GIVEN REQUEST: Recast the stretch of the listing from its first line through the line containing "x=746, y=384", both included, as a Markdown table with the columns No. and Text. Give each row its number, and leave out blank lines.

RAW RECORDS:

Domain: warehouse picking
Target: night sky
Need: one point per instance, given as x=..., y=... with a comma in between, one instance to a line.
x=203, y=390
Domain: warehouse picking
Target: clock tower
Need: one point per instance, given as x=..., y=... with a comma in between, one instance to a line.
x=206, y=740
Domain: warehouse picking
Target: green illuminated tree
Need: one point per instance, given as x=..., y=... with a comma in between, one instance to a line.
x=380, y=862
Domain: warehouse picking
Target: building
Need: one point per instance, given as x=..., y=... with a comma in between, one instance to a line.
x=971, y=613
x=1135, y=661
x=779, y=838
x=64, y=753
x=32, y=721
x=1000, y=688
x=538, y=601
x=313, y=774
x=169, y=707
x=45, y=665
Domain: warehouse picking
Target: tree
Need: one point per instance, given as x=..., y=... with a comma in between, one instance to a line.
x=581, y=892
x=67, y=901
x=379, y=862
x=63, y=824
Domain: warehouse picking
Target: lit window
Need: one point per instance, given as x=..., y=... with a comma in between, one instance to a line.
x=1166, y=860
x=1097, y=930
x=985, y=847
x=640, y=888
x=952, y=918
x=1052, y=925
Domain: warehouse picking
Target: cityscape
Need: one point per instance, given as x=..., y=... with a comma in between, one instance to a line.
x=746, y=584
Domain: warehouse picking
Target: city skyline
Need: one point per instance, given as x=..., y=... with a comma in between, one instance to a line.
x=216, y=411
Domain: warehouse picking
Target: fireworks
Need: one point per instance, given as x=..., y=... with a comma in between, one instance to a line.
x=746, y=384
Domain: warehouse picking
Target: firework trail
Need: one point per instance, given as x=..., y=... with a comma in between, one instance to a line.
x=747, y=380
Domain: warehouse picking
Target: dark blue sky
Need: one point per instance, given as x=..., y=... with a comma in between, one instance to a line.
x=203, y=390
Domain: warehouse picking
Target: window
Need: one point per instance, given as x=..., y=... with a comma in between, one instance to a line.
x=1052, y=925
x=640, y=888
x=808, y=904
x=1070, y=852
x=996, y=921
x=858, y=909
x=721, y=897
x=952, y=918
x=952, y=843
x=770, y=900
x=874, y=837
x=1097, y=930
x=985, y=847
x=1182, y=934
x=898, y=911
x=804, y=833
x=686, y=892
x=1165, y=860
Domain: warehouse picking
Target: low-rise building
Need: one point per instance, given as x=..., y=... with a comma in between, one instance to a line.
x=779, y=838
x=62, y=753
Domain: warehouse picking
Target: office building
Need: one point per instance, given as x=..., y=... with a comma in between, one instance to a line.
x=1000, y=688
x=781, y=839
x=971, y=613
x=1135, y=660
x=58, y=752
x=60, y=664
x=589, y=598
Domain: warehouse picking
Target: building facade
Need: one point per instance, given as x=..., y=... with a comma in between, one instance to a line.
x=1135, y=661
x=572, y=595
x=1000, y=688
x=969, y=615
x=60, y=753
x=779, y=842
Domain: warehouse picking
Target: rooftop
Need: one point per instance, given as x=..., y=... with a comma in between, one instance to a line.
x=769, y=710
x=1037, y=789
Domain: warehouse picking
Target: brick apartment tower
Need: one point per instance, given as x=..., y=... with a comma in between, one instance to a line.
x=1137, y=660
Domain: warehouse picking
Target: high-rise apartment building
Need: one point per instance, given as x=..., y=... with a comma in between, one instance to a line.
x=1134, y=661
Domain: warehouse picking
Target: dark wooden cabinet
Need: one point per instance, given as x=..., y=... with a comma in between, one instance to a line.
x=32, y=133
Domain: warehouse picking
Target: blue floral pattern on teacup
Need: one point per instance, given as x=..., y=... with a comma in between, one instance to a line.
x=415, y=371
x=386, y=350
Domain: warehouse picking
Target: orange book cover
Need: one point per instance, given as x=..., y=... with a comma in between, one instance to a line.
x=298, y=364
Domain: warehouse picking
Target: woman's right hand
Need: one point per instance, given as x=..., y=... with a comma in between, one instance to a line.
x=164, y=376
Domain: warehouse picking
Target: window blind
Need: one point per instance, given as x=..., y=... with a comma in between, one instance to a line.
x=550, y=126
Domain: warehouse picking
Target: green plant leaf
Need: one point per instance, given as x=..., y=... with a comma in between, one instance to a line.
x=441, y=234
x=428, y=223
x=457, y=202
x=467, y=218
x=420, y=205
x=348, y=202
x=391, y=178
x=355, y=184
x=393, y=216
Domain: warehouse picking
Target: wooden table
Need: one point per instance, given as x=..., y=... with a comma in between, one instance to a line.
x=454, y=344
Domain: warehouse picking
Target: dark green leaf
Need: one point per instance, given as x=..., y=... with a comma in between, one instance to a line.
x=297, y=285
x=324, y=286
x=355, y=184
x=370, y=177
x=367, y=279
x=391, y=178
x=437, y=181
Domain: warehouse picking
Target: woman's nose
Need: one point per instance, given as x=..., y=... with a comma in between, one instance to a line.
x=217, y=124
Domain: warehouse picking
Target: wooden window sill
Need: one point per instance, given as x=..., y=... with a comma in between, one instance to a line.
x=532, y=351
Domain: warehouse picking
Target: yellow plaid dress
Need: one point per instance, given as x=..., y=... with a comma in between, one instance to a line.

ANSWER TO THE PROBLEM:
| No. | Text |
|---|---|
| 1 | Domain: warehouse picking |
| 2 | Target: night sky |
| 3 | Need: one point per instance, given as x=..., y=... with a comma in between, one instance to a line. |
| 4 | x=203, y=390 |
| 5 | Domain: warehouse picking |
| 6 | Target: clock tower |
| 7 | Need: one point per instance, given as x=..., y=... with a comma in between, one instance to a line. |
| 8 | x=206, y=740 |
| 9 | Domain: warehouse picking |
| 10 | Target: green illuminated tree |
| 11 | Need: one point per instance, given as x=..., y=... with a comma in between, one instance to a line. |
| 12 | x=380, y=862 |
| 13 | Domain: warehouse picking |
| 14 | Target: building |
| 15 | Need: one point per instance, given as x=..., y=... with a comma in between, one instance to a line. |
| 16 | x=971, y=613 |
| 17 | x=1135, y=661 |
| 18 | x=779, y=838 |
| 19 | x=64, y=753 |
| 20 | x=32, y=721 |
| 21 | x=1000, y=688 |
| 22 | x=538, y=601 |
| 23 | x=313, y=774 |
| 24 | x=169, y=707 |
| 25 | x=45, y=665 |
| 26 | Domain: warehouse picking |
| 27 | Target: tree |
| 28 | Need: one point per instance, given as x=..., y=... with a comma in between, one instance to a line. |
| 29 | x=581, y=892 |
| 30 | x=67, y=901 |
| 31 | x=379, y=862 |
| 32 | x=63, y=824 |
| 33 | Domain: warehouse picking |
| 34 | Target: lit window |
| 35 | Need: one point per instance, given as x=..., y=... with a comma in between, one instance to a line. |
| 36 | x=1166, y=860 |
| 37 | x=1097, y=930 |
| 38 | x=985, y=847 |
| 39 | x=640, y=888 |
| 40 | x=952, y=918 |
| 41 | x=1052, y=925 |
| 42 | Domain: warehouse picking |
| 43 | Target: cityscape |
| 44 | Need: one point per instance, given as x=..., y=... with a comma in between, one instance to a line. |
| 45 | x=746, y=584 |
| 46 | Domain: warehouse picking |
| 47 | Target: city skyline |
| 48 | Need: one point per instance, given as x=..., y=... with a comma in between, one instance to a line. |
| 49 | x=216, y=411 |
| 50 | Domain: warehouse picking |
| 51 | Target: fireworks |
| 52 | Need: one point per instance, given as x=..., y=... with a comma in between, one instance to a line. |
| 53 | x=746, y=384 |